--- READING TEXT Enclosed Below ---

The shapes that flow between components. Contracts are persisted on disk and named in other docs / phases. Internals are free to evolve.

# CONTRACT — Phase 0 §4; UNCHANGED.
# File: src/codegenie/probes/base.py
@dataclass
class RepoSnapshot:
    root: Path
    git_commit: str | None
    detected_languages: dict[str, int]   # populated after LanguageDetectionProbe
    config: dict[str, Any]

@dataclass
class ProbeContext:
    cache_dir: Path
    output_dir: Path
    workspace: Path
    logger: Logger
    config: dict[str, Any]
    # Phase 1 ADDS one optional field (ADR-0002):
    parsed_manifest: Callable[[Path], Mapping[str, JSONValue] | None] | None = None
# CONTRACT — per-probe slice shapes; each lives in src/codegenie/schema/probes/<name>.schema.json
# Pydantic-style pseudo-code; the schema is the source of truth.

# build_system slice — localv2.md §5.1 A2
class BuildSystemSlice(BaseModel):
    model_config = ConfigDict(extra="forbid")  # additionalProperties: false at root
    package_manager: Literal["pnpm", "yarn", "npm", "bun"] | None
    package_manager_version: str | None
    node_version_constraint: str | None        # from package.json#engines.node
    node_version_pinned: str | None            # from .nvmrc / .node-version / .tool-versions
    node_version_resolved_locally: str | None  # from `node --version` (optional)
    commands: dict[str, str]                   # scripts verbatim
    bundler: Literal["webpack","rollup","esbuild","vite","parcel","turbopack"] | None
    output_artifacts: list[str]
    typescript: TypeScriptInfo | None
    warnings: list[WarningId]                  # pattern: ^[a-z][a-z0-9_]*\.[a-z][a-z0-9_]*$

# manifests slice — localv2.md §5.1 A3
class ManifestsSlice(BaseModel):
    model_config = ConfigDict(extra="forbid")
    primary: ManifestEntry            # the root package.json
    catalog_version: int              # from native_modules.yaml top
    warnings: list[WarningId]

class ManifestEntry(BaseModel):
    model_config = ConfigDict(extra="forbid")
    path: str                          # relative to repo_root
    direct_dependencies: DepCount
    declared_engines: dict[str, str]
    lockfile: LockfileInfo | None
    native_modules: NativeModulesBlock
    optional_dependencies: int
    bundled_dependencies: list[str]

class NativeModulesBlock(BaseModel):
    model_config = ConfigDict(extra="forbid")

--- End of Enclosed READING TEXT ---
--- LISTED ENTRIES Enclosed Below ---

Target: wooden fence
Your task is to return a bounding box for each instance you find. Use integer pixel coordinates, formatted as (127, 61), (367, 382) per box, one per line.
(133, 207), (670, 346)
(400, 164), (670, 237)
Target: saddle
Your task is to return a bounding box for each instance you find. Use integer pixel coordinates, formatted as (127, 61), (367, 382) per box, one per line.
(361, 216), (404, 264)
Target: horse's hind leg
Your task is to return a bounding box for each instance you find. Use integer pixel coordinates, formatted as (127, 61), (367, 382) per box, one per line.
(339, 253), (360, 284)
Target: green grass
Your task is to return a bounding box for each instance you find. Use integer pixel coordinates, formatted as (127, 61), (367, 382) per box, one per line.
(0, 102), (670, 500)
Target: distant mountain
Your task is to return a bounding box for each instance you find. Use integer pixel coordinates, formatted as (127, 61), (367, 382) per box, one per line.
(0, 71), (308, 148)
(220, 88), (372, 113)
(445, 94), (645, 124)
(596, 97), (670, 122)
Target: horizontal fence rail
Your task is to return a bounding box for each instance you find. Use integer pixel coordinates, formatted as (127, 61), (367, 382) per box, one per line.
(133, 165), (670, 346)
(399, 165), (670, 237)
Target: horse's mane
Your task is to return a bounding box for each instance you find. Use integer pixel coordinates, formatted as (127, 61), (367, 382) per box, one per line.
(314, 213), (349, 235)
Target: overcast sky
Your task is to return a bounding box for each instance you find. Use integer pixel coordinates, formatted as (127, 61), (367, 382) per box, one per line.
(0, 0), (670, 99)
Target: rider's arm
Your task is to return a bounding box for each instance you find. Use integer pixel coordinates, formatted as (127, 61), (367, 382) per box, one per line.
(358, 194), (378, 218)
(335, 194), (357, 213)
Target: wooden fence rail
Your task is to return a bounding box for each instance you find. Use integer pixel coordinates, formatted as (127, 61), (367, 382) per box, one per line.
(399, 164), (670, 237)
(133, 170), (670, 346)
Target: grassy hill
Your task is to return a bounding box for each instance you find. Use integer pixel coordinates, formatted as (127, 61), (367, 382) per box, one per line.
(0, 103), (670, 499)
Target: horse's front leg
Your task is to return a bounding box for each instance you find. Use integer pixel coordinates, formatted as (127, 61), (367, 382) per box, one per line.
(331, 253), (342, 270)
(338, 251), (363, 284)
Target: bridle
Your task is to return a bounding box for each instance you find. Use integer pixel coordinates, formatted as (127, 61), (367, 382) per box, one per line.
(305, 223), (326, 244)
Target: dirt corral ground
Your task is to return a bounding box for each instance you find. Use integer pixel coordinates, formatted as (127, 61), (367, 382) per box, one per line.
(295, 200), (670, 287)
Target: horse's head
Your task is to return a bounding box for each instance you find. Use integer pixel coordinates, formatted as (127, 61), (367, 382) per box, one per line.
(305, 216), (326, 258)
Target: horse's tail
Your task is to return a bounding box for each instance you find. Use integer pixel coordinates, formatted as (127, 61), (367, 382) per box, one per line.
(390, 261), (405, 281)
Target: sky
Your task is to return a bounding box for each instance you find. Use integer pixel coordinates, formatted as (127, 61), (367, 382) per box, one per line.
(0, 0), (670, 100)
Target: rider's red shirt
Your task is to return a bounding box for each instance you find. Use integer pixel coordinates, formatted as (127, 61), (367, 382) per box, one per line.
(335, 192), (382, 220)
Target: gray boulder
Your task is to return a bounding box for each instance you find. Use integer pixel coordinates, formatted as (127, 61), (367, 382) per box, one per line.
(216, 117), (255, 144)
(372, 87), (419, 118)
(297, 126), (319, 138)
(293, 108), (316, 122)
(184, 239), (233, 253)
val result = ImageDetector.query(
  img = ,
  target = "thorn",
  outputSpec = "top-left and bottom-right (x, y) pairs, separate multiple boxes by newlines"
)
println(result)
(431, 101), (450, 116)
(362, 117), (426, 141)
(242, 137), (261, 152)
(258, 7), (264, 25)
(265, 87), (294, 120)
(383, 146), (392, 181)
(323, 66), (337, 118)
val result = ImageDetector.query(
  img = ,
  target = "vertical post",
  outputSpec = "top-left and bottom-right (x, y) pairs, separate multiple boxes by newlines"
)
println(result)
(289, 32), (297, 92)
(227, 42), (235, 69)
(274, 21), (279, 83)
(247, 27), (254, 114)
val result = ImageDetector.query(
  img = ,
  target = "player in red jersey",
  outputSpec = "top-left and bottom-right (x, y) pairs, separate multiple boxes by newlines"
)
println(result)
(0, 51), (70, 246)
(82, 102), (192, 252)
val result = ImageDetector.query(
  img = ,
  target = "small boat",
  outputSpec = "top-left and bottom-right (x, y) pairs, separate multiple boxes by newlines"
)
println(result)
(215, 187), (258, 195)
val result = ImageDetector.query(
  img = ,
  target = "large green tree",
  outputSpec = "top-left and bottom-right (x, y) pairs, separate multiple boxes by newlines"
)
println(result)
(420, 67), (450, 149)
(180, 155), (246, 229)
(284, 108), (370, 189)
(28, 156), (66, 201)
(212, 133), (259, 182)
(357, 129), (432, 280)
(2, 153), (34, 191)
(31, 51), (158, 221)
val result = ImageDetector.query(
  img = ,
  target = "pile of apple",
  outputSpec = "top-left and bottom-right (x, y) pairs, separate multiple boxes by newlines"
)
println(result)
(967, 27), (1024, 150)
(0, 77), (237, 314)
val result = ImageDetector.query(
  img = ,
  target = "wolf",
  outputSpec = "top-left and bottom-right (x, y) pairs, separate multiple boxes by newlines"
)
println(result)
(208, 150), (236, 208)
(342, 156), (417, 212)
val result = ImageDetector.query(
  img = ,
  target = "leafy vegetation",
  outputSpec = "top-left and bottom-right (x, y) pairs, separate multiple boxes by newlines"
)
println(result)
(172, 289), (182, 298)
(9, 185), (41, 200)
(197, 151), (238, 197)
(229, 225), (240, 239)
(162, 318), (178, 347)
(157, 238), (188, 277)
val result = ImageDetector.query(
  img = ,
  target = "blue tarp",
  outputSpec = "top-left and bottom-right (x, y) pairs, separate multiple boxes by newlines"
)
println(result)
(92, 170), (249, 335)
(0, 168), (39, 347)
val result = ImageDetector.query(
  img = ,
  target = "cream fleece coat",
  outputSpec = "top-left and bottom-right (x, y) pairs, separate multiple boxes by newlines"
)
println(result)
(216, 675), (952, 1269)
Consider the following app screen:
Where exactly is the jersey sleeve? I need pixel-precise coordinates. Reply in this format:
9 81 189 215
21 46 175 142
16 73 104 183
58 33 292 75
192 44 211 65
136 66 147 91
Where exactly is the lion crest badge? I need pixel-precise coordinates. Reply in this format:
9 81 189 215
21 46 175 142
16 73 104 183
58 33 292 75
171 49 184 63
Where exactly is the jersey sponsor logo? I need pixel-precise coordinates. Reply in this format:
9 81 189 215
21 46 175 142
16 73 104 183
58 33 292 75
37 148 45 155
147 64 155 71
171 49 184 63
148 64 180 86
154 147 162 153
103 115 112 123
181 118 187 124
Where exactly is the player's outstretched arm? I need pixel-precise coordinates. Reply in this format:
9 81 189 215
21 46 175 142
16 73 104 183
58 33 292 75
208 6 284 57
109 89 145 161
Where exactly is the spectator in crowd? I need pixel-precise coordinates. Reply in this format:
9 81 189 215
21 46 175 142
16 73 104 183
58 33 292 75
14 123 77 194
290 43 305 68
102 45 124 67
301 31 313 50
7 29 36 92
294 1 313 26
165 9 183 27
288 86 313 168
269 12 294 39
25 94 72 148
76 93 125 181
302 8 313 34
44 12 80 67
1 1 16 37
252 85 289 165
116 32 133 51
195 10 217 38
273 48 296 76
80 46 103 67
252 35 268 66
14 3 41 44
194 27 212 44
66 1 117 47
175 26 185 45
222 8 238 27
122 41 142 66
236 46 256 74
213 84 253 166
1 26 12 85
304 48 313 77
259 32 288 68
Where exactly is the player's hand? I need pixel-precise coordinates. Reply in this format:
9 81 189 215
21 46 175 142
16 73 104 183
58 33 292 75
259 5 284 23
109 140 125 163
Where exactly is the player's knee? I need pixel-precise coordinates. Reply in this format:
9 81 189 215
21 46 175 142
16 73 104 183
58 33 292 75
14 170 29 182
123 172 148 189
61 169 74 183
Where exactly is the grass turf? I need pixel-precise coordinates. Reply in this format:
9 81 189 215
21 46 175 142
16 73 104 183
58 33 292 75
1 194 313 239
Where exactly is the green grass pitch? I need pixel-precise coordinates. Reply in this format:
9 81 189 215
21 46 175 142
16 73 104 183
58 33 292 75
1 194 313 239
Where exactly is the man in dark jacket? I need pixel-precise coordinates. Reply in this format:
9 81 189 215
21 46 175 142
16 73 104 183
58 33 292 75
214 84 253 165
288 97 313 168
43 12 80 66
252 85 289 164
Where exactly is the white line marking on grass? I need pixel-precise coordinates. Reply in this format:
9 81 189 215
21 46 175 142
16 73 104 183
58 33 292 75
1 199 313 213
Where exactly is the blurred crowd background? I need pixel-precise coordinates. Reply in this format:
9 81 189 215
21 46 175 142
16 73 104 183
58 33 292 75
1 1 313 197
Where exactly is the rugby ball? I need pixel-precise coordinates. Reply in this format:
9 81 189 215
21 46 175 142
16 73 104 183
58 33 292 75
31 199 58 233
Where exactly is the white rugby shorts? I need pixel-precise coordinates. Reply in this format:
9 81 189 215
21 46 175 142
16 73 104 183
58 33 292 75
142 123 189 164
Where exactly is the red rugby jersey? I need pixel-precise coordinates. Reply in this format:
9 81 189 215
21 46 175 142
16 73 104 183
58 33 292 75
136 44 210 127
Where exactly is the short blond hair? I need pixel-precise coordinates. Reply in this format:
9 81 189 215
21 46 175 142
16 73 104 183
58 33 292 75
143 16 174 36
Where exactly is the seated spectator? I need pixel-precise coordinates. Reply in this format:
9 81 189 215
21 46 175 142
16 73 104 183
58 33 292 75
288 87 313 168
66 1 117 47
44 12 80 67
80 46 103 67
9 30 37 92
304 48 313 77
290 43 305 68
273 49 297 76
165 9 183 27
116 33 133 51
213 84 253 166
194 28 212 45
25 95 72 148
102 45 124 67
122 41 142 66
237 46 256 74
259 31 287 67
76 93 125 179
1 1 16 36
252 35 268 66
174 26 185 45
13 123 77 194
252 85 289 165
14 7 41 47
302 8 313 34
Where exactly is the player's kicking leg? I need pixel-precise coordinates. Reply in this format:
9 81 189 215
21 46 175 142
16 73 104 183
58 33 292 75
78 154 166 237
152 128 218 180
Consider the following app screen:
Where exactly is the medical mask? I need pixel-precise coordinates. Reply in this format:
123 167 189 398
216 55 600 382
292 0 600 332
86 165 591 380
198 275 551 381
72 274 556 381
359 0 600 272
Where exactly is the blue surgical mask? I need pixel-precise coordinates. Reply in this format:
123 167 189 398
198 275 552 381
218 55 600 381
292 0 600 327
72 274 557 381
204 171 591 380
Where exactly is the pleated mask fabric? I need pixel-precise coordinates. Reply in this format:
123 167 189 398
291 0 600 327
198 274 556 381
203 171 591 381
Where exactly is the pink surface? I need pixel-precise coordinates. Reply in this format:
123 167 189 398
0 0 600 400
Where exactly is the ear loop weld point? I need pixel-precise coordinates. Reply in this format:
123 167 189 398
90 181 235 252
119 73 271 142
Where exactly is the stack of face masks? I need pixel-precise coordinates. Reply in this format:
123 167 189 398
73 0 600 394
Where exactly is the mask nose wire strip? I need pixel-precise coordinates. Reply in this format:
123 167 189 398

--- End of Enclosed LISTED ENTRIES ---

* TASK LIST *
[1] Do the following statements agree with the data contracts text? For each, answer yes or no and quote the deciding words. (a) In BuildSystemSlice, node_version_pinned comes from package.json#engines.node. (b) Phase 1 adds one optional field to ProbeContext. (c) The Pydantic-style pseudo-code is the source of truth for the per-probe slice shapes.
[2] Can you go on with the data contracts text from the point where it stops?

* ANSWERS TO THE EXERCISES *
[1]
(a) No: "from .nvmrc / .node-version / .tool-versions"
(b) Yes: "Phase 1 ADDS one optional field (ADR-0002)"
(c) No: "the schema is the source of truth"

[2]
    detected: bool
    packages: list[NativeModuleHit]

class NativeModuleHit(BaseModel):
    model_config = ConfigDict(extra="forbid")
    name: str
    version: str
    requires_node_gyp: bool
    system_deps_required: list[str]
    binary_artifacts_glob: list[str]    # patterns from catalog; NOT resolved file paths
    catalog_entry_version: int

# ci slice — localv2.md §5.1 A4
class CISlice(BaseModel):
    model_config = ConfigDict(extra="forbid")
    provider: Literal["github_actions","gitlab_ci","circleci","jenkins","azure_pipelines"] | None
    additional_providers: list[str]      # Phase 1 ADDITIVE — resolves singleton-vs-list
    workflow_files: list[str]
    builds_image: bool
    image_build_command: str | None
    unit_test_command: str | None
    smoke_test_command: str | None
    references_secrets: list[str]        # literal secret names; values never resolved
    confidence: Literal["high","medium","low"]
    warnings: list[WarningId]

# deployment slice — localv2.md §5.1 A5
class DeploymentSlice(BaseModel):
    model_config = ConfigDict(extra="forbid")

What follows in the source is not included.